[[ Record excerpts open ]]

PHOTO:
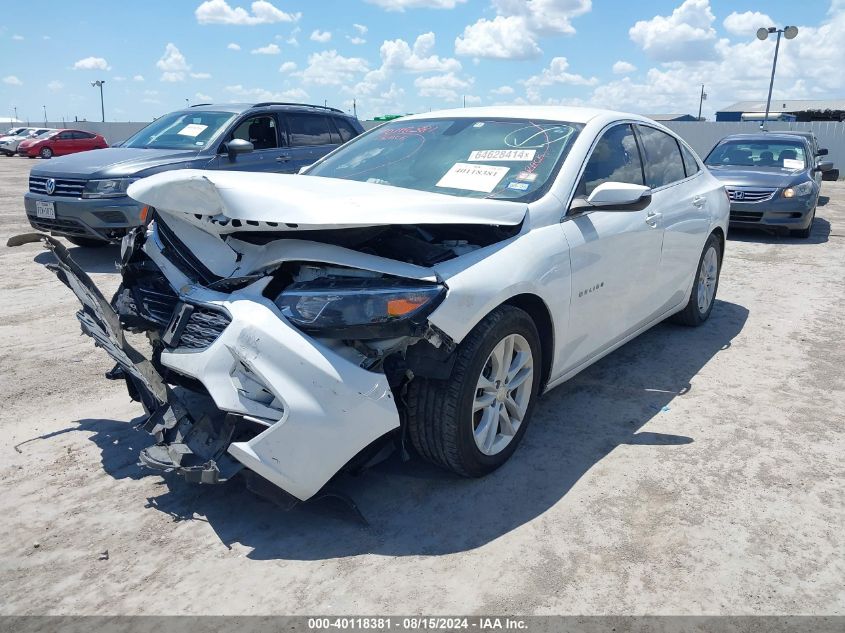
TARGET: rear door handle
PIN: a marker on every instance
(652, 218)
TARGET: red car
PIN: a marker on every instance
(61, 142)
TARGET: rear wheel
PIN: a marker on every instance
(805, 233)
(703, 294)
(472, 422)
(88, 242)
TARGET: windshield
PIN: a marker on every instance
(509, 159)
(779, 154)
(181, 130)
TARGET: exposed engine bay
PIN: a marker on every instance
(294, 369)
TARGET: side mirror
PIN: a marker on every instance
(238, 146)
(618, 194)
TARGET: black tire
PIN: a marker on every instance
(805, 233)
(692, 315)
(88, 242)
(440, 412)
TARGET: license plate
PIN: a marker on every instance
(45, 210)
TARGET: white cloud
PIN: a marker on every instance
(686, 35)
(328, 68)
(499, 38)
(262, 94)
(401, 5)
(517, 27)
(320, 36)
(502, 91)
(92, 63)
(545, 16)
(446, 87)
(173, 64)
(263, 12)
(623, 68)
(270, 49)
(746, 24)
(556, 74)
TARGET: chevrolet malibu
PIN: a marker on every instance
(422, 285)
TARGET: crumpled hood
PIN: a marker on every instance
(299, 202)
(112, 162)
(758, 177)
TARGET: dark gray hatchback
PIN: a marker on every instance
(773, 180)
(83, 196)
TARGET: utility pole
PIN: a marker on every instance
(99, 83)
(701, 100)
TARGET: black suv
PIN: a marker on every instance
(83, 196)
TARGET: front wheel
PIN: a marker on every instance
(703, 294)
(472, 422)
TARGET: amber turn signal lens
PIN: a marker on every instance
(400, 307)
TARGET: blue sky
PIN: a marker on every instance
(409, 55)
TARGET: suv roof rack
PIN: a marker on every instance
(304, 105)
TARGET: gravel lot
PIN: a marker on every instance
(690, 472)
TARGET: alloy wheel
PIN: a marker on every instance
(502, 394)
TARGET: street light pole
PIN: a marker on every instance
(762, 33)
(99, 83)
(701, 101)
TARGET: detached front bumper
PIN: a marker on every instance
(314, 408)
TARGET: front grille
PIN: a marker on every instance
(60, 225)
(204, 326)
(746, 216)
(742, 194)
(180, 256)
(64, 187)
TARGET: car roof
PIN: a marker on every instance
(569, 114)
(239, 108)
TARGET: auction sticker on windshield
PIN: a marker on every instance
(192, 129)
(482, 178)
(524, 155)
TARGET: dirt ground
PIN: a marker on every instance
(694, 471)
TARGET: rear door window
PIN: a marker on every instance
(690, 164)
(308, 130)
(663, 162)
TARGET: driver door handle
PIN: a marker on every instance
(652, 218)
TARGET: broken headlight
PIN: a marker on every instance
(359, 308)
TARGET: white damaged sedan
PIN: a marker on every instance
(420, 286)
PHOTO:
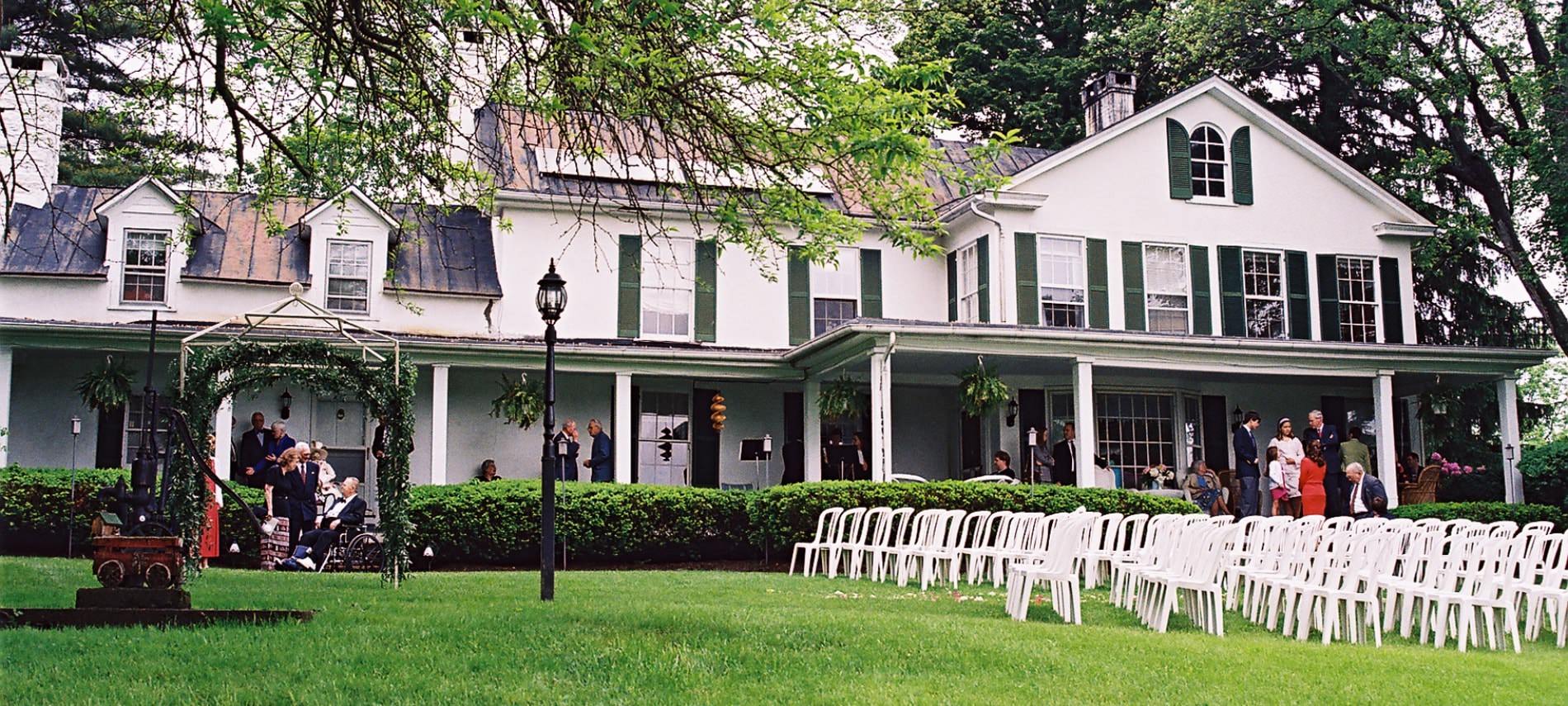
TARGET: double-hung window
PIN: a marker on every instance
(1165, 284)
(1062, 282)
(1207, 162)
(668, 287)
(348, 277)
(834, 292)
(970, 284)
(146, 273)
(1263, 280)
(1357, 298)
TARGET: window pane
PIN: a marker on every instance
(843, 282)
(829, 314)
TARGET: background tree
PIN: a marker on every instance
(734, 107)
(109, 134)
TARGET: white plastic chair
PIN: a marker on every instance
(827, 523)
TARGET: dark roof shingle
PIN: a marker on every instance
(242, 240)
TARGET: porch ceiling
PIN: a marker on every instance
(949, 347)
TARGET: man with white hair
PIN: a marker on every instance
(1367, 496)
(347, 512)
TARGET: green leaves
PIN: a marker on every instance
(521, 400)
(980, 391)
(106, 386)
(313, 97)
(839, 399)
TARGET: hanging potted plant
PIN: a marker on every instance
(106, 386)
(980, 390)
(839, 399)
(521, 400)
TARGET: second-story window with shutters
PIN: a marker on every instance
(970, 284)
(1263, 280)
(1062, 282)
(1207, 162)
(1357, 298)
(348, 277)
(146, 273)
(834, 292)
(668, 287)
(1165, 282)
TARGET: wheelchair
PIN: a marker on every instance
(358, 548)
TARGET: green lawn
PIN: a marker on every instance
(701, 637)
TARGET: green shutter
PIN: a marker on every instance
(1026, 264)
(984, 263)
(1233, 300)
(1202, 313)
(1098, 287)
(1132, 286)
(871, 282)
(1178, 154)
(1393, 313)
(1329, 297)
(1242, 167)
(629, 306)
(952, 286)
(799, 298)
(1299, 300)
(706, 314)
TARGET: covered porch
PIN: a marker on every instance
(1136, 399)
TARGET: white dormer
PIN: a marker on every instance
(348, 253)
(148, 228)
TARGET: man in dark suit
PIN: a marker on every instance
(601, 454)
(253, 444)
(1245, 446)
(347, 512)
(276, 444)
(1367, 496)
(1334, 486)
(1064, 457)
(568, 462)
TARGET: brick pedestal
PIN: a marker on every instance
(275, 547)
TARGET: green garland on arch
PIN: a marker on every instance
(386, 390)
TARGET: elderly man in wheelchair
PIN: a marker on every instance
(341, 515)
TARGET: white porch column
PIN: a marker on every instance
(1386, 453)
(223, 434)
(7, 355)
(623, 429)
(881, 415)
(813, 439)
(1509, 429)
(438, 423)
(1084, 419)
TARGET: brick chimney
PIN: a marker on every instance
(31, 101)
(1108, 99)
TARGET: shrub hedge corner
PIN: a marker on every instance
(1484, 512)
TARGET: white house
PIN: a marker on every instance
(1179, 264)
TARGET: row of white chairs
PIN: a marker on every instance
(1346, 580)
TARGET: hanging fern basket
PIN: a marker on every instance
(839, 399)
(980, 390)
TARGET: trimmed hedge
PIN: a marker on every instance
(1484, 512)
(1545, 470)
(35, 509)
(787, 514)
(499, 521)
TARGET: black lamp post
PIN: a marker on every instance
(550, 301)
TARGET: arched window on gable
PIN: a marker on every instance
(1207, 162)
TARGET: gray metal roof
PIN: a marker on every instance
(239, 239)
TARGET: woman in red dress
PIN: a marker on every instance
(1313, 468)
(209, 533)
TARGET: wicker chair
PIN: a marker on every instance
(1423, 490)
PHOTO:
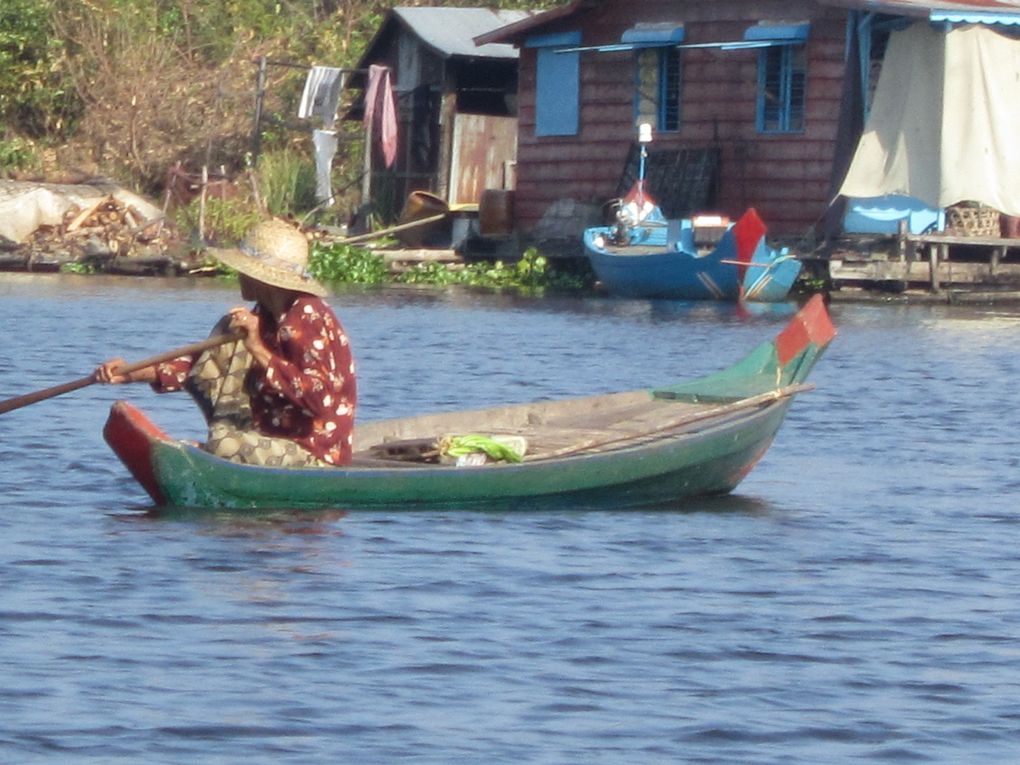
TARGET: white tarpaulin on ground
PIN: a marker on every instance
(944, 124)
(27, 205)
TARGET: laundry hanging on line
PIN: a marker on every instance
(321, 95)
(380, 111)
(325, 150)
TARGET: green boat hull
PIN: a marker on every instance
(714, 430)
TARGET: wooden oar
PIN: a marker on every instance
(31, 398)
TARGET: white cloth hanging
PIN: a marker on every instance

[[ Record excerpts closed ]]

Assignment: Each record above must be set down again unchanged, with its pictures left out.

Answer section:
PHOTO:
TARGET: rear door handle
PIN: a marker on every instance
(652, 218)
TARGET: red car
PIN: a marker on every instance
(61, 142)
TARGET: rear wheel
PIN: a marker on every instance
(805, 233)
(703, 294)
(472, 422)
(88, 242)
TARGET: windshield
PIN: a marker on every instance
(509, 159)
(779, 154)
(181, 130)
TARGET: exposed engine bay
PIN: a marker on every instance
(294, 369)
TARGET: side mirror
PIN: a marker on every instance
(238, 146)
(618, 194)
TARGET: black tire
PIN: a marker on every instance
(805, 233)
(692, 315)
(88, 242)
(440, 412)
TARGET: license plate
PIN: a marker on every instance
(45, 210)
TARGET: white cloud
PIN: a marker on every instance
(686, 35)
(328, 68)
(499, 38)
(262, 94)
(401, 5)
(517, 27)
(320, 36)
(502, 91)
(92, 63)
(545, 16)
(446, 87)
(173, 64)
(263, 12)
(623, 68)
(270, 49)
(746, 24)
(556, 74)
TARGET: chevrolet malibu
PIN: a marker on every instance
(422, 285)
TARGET: crumpled hood
PIN: a marker on every instance
(299, 202)
(112, 162)
(758, 177)
TARGET: dark gray hatchback
PIN: a marker on every instance
(773, 180)
(83, 196)
TARGET: utility pole
PIN: a marker on every instance
(99, 83)
(701, 100)
TARGET: black suv
PIN: a marker on every instance
(83, 196)
TARGET: front wheel
PIN: a marker on every instance
(703, 294)
(472, 422)
TARGET: amber turn signal lens
PIN: a marker on every instance
(400, 307)
TARGET: blue sky
PIN: a marker on every instance
(409, 55)
TARGET: suv roof rack
PIN: a marker on every instance
(304, 105)
TARGET: gravel lot
PIN: a marker on every instance
(690, 472)
TARGET: alloy wheel
PIN: a marker on every instance
(502, 394)
TARGET: street light pole
PIN: a marker on every instance
(762, 33)
(99, 83)
(701, 101)
TARGET: detached front bumper
PIN: a marker on every instance
(314, 408)
TARGET: front grille
PIN: a marker on every instance
(60, 225)
(204, 326)
(746, 216)
(742, 194)
(180, 256)
(64, 187)
TARGET: car roof
PIN: a marker on every instance
(569, 114)
(239, 108)
TARGET: auction sticker on windshield
PIN: a marker on every instance
(192, 129)
(482, 178)
(524, 155)
TARGET: dirt ground
PIN: a marker on every instance
(694, 471)
TARGET: rear door window
PIN: a marker on every instance
(690, 164)
(308, 130)
(663, 162)
TARGET: driver door handle
PIN: a marker on every instance
(652, 218)
TARGET: broken headlight
PIN: a marker on every instance
(359, 308)
TARGET: white damaged sedan
PIN: a marker on every instance
(420, 286)
PHOTO:
TARGET: double-hung window
PIN: a marker on every instance
(1165, 284)
(1062, 282)
(1207, 162)
(668, 287)
(348, 277)
(834, 292)
(970, 284)
(146, 273)
(1263, 280)
(1357, 298)
TARGET: window pane
PIN: a marker on every instance
(843, 282)
(829, 314)
TARGET: background tree
PIN: a marker on every instance
(734, 107)
(109, 134)
TARGET: white plastic chair
PIN: a marker on every instance
(827, 523)
TARGET: dark roof shingle
PIN: a marker on every instance
(242, 240)
TARGET: porch ceiling
PIN: a marker on every instance
(949, 347)
TARGET: man with white hair
PIN: a marker on every instance
(1367, 496)
(347, 512)
TARGET: green leaves
PIN: a marker on every instance
(521, 400)
(980, 391)
(106, 386)
(313, 97)
(839, 399)
TARGET: hanging potted plant
PIN: a marker on every instance
(106, 386)
(980, 390)
(839, 399)
(521, 400)
TARGET: second-story window with shutters
PIN: a marker on every instance
(970, 284)
(1263, 280)
(1062, 282)
(1207, 162)
(1357, 298)
(348, 277)
(146, 273)
(834, 292)
(668, 287)
(1165, 282)
TARGET: wheelchair
PIN: a marker on every instance
(358, 548)
TARGET: green lawn
PIN: a marker on every instance
(701, 637)
TARGET: green shutter
PIN: a marker on every instance
(1026, 264)
(984, 263)
(1233, 300)
(1202, 313)
(1098, 287)
(1132, 286)
(871, 282)
(1178, 154)
(1393, 313)
(1329, 297)
(1242, 167)
(629, 306)
(952, 286)
(799, 298)
(1299, 300)
(706, 314)
TARGET: covered porch
PIN: a marker on every instance
(1136, 399)
TARGET: white dormer
PIN: a marker on every instance
(348, 253)
(148, 228)
TARGET: man in dark suit
PIN: a marker on every instance
(601, 454)
(253, 444)
(1245, 446)
(347, 512)
(276, 444)
(1367, 496)
(1334, 486)
(1064, 457)
(568, 462)
TARGET: brick pedestal
PIN: a marker on every instance
(275, 547)
TARGET: green garland on arch
PIN: a marker on every instance
(386, 390)
TARGET: elderly man in wheelchair
PIN: a marker on every instance
(341, 515)
TARGET: white porch column
PIN: a marker on every instance
(1386, 453)
(223, 434)
(7, 355)
(623, 429)
(881, 415)
(813, 439)
(1509, 429)
(438, 423)
(1084, 419)
TARGET: brick chimney
PIN: a marker on every instance
(31, 101)
(1108, 99)
TARGET: shrub hedge corner
PIN: a marker on every instance
(1484, 512)
TARGET: white house
PIN: a marker on every instance
(1179, 264)
TARGET: row of white chairs
PIN: a marker on every instance
(1346, 580)
TARGET: hanging fern basket
PIN: a marker on every instance
(839, 399)
(980, 390)
TARGET: trimmed hedge
PIN: a marker on every instance
(1484, 512)
(1545, 470)
(35, 509)
(787, 514)
(499, 521)
TARGET: black lamp post
PIN: a marker on every instance
(550, 301)
TARGET: arched window on gable
PIN: a marker on every instance
(1207, 162)
TARGET: gray metal roof
PIN: a marker on every instance
(239, 239)
TARGET: woman in red dress
PIN: a marker on every instance
(1313, 468)
(209, 533)
TARGET: wicker chair
PIN: a marker on every instance
(1423, 490)
PHOTO:
TARGET: white tarpaulin on ground
PIN: a marker on every instance
(944, 124)
(27, 205)
TARGET: laundry hanging on line
PIN: a marker on every instance
(321, 95)
(380, 111)
(325, 150)
TARGET: green boat hull
PIN: a marker on every instance
(714, 430)
TARGET: wooden oar
PIN: a marker on every instance
(31, 398)
TARGET: white cloth hanging
PIN: a marker on every instance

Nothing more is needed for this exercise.